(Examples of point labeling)
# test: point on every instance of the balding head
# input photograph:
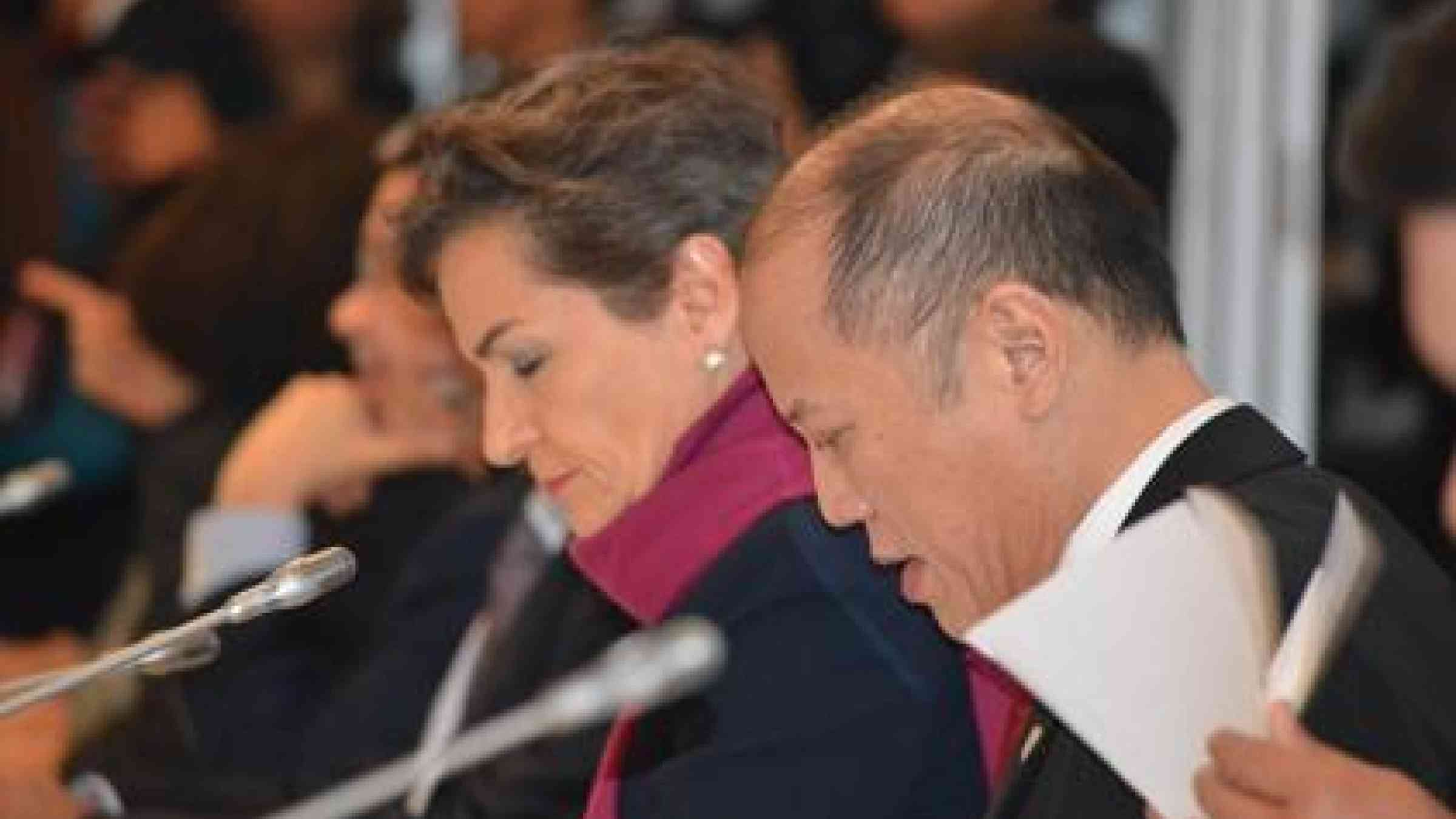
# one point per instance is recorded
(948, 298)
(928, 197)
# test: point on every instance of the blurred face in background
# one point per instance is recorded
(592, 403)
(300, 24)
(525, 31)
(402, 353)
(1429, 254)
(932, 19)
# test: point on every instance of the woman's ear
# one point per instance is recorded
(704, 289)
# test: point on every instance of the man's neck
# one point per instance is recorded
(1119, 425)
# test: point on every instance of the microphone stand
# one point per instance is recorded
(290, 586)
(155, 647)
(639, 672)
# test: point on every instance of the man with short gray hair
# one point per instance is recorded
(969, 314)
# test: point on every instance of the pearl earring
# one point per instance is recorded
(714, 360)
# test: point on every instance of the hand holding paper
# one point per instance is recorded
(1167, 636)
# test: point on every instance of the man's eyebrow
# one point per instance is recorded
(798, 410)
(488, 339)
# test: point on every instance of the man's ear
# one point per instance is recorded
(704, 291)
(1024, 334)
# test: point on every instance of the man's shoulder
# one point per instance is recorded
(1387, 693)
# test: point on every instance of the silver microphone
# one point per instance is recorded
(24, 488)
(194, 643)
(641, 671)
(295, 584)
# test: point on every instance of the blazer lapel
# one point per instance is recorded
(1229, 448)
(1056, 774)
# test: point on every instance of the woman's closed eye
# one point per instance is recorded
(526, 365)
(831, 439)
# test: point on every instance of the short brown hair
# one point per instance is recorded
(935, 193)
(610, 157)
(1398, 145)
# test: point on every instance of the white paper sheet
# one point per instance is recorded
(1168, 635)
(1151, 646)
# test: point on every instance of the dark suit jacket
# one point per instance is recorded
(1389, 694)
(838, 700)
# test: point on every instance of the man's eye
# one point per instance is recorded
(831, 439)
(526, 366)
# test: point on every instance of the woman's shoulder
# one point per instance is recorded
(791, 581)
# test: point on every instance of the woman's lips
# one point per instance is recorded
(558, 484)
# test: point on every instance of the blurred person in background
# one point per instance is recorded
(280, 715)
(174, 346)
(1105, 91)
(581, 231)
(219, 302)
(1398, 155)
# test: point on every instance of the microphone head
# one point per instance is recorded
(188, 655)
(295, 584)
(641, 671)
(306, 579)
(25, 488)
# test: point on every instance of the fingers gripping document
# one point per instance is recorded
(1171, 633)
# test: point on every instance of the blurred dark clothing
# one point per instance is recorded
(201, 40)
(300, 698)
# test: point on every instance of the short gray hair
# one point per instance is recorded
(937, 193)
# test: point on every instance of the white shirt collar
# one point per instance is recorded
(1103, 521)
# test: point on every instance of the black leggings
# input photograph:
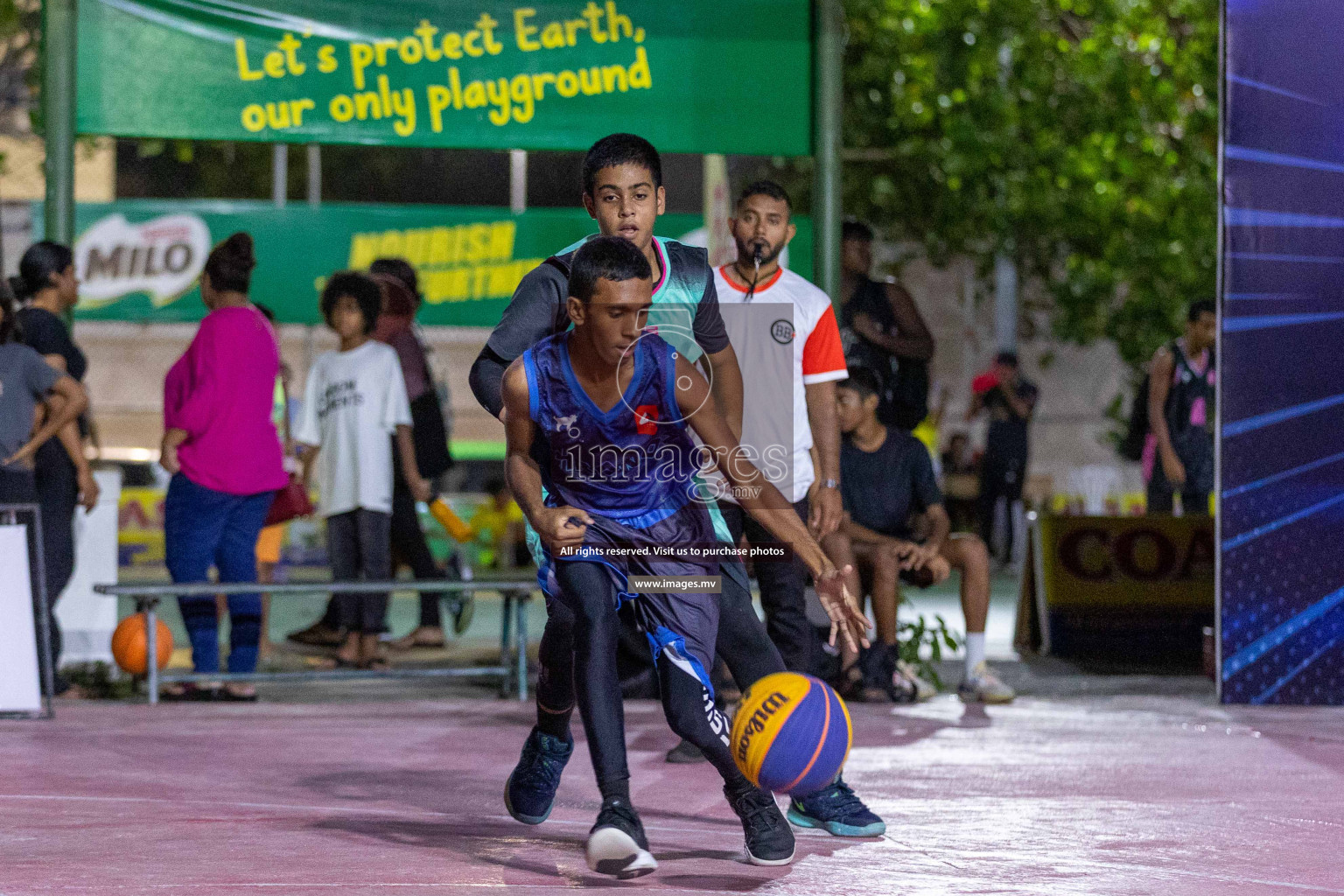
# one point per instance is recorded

Short problem — Express every line of the items above as a JSON list of strings, one string per line, with blank lines and the pictures left out.

Reply —
[
  "# test: point on every instance of the balding head",
  "# input photograph:",
  "# one point per instance is recorded",
  "(948, 298)",
  "(928, 197)",
  "# test: point on every instance of the blurred face in background",
  "# one point per instance is recorded",
  "(592, 403)",
  "(300, 24)",
  "(525, 31)",
  "(402, 353)",
  "(1429, 254)",
  "(932, 19)",
  "# test: point on every instance of the woman's ear",
  "# one point per instance is recorded",
  "(704, 289)",
  "# test: point on every instance of the man's neck",
  "# one point per instance is recorded",
  "(1119, 425)",
  "# test: point on every instance of the microphone stand",
  "# one point per instance is recorded",
  "(290, 586)",
  "(155, 647)",
  "(639, 672)",
  "# test: point on every instance of the man with short gray hair",
  "# one point per instance is recorded",
  "(969, 314)",
  "# test: point on every instance of the pearl earring",
  "# one point per instance is recorded",
  "(714, 360)",
  "# test: point on every instance of the hand holding paper",
  "# one point per instance is recorded",
  "(1167, 636)",
  "# test: point on every instance of the man's eyebrow",
  "# one point per instance is recorded",
  "(798, 410)",
  "(488, 339)",
  "# test: point on every instance of the man's ear",
  "# one point per instance is recorded",
  "(704, 291)",
  "(1024, 334)",
  "# test: point on every instance of the man's shoulder",
  "# one point per instance is recorded",
  "(1387, 693)",
  "# test: point on every instance of the silver microphone",
  "# one point per instance is recorded",
  "(24, 488)",
  "(194, 643)",
  "(641, 671)",
  "(295, 584)",
  "# test: point on every instance of the blazer lapel",
  "# one point per instance is recorded",
  "(1229, 448)",
  "(1056, 774)",
  "# test: point on every instance of the woman's closed eye",
  "# one point per instance is recorded",
  "(526, 365)",
  "(831, 439)",
  "# test: point on every instance of the short brown hair",
  "# one point per instance is recorded",
  "(935, 193)",
  "(610, 157)",
  "(1398, 145)",
  "# test: point on every instance of the white paper sheet",
  "# one point per instance is recorded",
  "(1168, 635)",
  "(1151, 646)",
  "# test: point on every instance of the dark suit jacket",
  "# one point per instance is recorded",
  "(1389, 694)",
  "(838, 700)",
  "# test: point on every instance of the man's eye",
  "# one point per instance is recorded",
  "(831, 439)",
  "(526, 366)",
  "# test: point on every instance of the woman's shoulder",
  "# one point per instance is recorded",
  "(791, 581)",
  "# test: point on every instance of the woman's lips",
  "# one point per instance is recorded",
  "(558, 484)",
  "# test: point on every instance of the blurred person in background",
  "# one point per instance is recorded",
  "(280, 715)",
  "(174, 346)",
  "(1105, 91)",
  "(581, 231)",
  "(219, 302)",
  "(1398, 155)",
  "# test: point on every instance of the microphone head",
  "# one point per instance is recorded",
  "(188, 655)",
  "(295, 584)",
  "(641, 671)",
  "(306, 579)",
  "(25, 488)",
  "# test: point on every instance of the fingers gripping document",
  "# one point per instance is recorded",
  "(1171, 633)",
  "# test: point on every instance of the blurred dark clothing",
  "# one point per instance is recorded",
  "(201, 40)",
  "(300, 698)",
  "# test: point on every instance of the short gray hair",
  "# one point per instance is recorded",
  "(937, 193)",
  "# test: point on every instance of the white shirt collar",
  "# one point per instance is recorded",
  "(1103, 521)",
  "# test: point on every instance of the black leggings",
  "# input photograph:",
  "# one point per instance is recorded"
]